[Record set — start]
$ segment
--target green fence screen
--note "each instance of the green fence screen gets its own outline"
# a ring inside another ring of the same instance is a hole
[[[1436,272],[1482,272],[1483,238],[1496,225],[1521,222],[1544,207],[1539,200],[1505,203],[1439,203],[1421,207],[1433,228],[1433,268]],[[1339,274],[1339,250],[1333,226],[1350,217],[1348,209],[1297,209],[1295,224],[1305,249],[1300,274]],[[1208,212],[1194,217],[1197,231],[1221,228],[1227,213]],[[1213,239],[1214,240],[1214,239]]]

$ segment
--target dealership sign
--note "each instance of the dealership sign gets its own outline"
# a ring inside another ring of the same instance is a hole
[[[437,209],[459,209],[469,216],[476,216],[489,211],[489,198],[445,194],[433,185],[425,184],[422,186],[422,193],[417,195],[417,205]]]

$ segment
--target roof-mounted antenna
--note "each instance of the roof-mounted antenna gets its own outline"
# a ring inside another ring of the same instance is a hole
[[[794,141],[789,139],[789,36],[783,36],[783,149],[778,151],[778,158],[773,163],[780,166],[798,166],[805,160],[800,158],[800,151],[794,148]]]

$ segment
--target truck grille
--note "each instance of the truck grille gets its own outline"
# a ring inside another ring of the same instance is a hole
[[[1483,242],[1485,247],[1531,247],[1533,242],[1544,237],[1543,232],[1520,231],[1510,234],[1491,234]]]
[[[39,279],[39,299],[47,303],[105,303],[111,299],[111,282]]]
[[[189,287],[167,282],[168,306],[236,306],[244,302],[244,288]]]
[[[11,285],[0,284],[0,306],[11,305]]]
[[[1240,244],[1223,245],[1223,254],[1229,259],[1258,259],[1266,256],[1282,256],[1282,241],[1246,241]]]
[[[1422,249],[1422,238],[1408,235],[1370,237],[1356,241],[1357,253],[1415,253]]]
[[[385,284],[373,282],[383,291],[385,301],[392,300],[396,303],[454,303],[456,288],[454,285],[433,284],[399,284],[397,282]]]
[Record set — finish]
In the entries above, the lines from the one bearing "of the dealership" up to and including the one bearing "--target truck grille" should be transcribed exactly; no other line is wanted.

--note "each instance of the dealership sign gets its own outline"
# a ring inside another ring of the same instance is a hole
[[[437,209],[459,209],[469,216],[476,216],[489,211],[489,198],[445,194],[433,185],[425,184],[422,186],[422,193],[417,195],[417,205]]]

$ segment
--target roof-mounted antenna
--note "each instance of the roof-mounted antenna gets its own outline"
# a ring inside another ring of the same instance is a hole
[[[794,141],[789,139],[789,36],[783,36],[783,149],[778,151],[778,158],[773,163],[780,166],[798,166],[805,160],[800,158],[800,151],[794,148]]]

$ segment
--target truck grille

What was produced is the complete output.